- EXERCISE INSTRUCTIONS
Retype all of the rows below word for word, and omit the pictures from your answer.

──────── RECORDS FOR THIS EXERCISE

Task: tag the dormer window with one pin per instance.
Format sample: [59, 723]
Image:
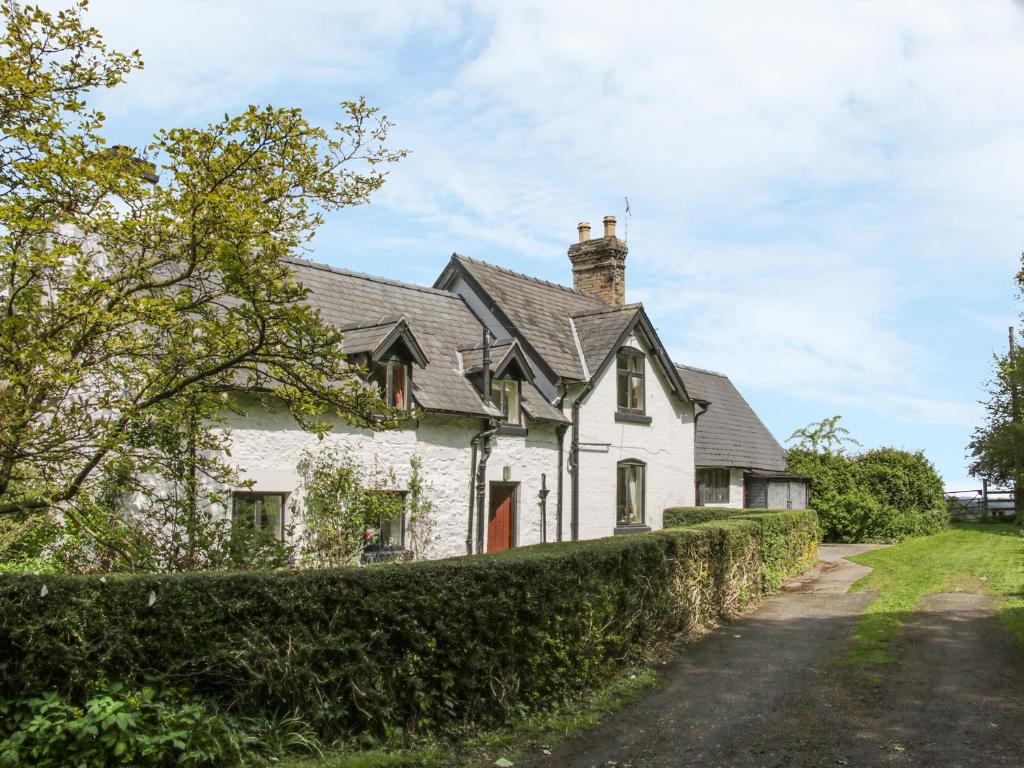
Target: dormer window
[392, 378]
[505, 396]
[630, 364]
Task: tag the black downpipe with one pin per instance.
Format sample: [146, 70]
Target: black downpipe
[574, 469]
[472, 491]
[481, 477]
[560, 434]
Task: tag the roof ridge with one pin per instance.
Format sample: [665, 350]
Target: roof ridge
[371, 278]
[608, 310]
[522, 275]
[701, 370]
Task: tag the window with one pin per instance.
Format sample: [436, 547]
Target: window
[630, 364]
[505, 395]
[713, 486]
[392, 378]
[630, 496]
[386, 539]
[263, 512]
[389, 530]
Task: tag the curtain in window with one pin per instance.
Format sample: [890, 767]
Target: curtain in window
[633, 493]
[398, 385]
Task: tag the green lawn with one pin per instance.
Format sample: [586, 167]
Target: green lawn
[980, 557]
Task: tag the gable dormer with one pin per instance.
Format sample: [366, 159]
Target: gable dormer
[389, 350]
[499, 371]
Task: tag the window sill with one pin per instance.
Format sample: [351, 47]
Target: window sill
[631, 417]
[385, 554]
[513, 430]
[627, 529]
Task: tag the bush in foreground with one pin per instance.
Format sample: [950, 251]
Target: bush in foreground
[883, 495]
[397, 648]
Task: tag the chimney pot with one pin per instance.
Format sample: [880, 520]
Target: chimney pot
[599, 265]
[609, 226]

────────────────

- EXERCISE RESPONSE
Task: tag the dormer window with one pin per instance.
Format sample: [59, 723]
Image:
Target: dormer window
[392, 378]
[505, 396]
[630, 364]
Task: tag the black downpipe with one pin per instance.
Format sample: [146, 70]
Target: black downpipe
[574, 469]
[472, 491]
[481, 477]
[560, 434]
Task: tag the roof ridge with one pin per instance.
Format sample: [665, 350]
Target: roof ridge
[371, 278]
[608, 310]
[522, 275]
[701, 370]
Task: tag the window with one pin per instance.
Format sample: [436, 547]
Target: window
[630, 364]
[505, 395]
[713, 486]
[392, 378]
[630, 496]
[386, 539]
[263, 512]
[389, 530]
Task: tag the curtain in window with one pin per instance.
Format sample: [890, 767]
Target: curtain in window
[633, 493]
[398, 385]
Task: tag the green lawn with one pin per instance.
Format sample: [586, 167]
Target: green lawn
[980, 557]
Task: tag the gable dormer with one pin per instance.
Format sample: [366, 159]
Target: gable dormer
[389, 350]
[499, 371]
Task: tag the window sill with one pin per instance.
Format sample: [351, 47]
Target: window sill
[631, 417]
[385, 554]
[513, 430]
[627, 529]
Task: tag the bush in foreground with one pin per instance.
Format sample: [950, 251]
Target: bush in foreground
[883, 495]
[397, 648]
Task: tag the chimney pot with one pin per instance.
Format sample: [880, 520]
Target: chimney pot
[599, 265]
[609, 226]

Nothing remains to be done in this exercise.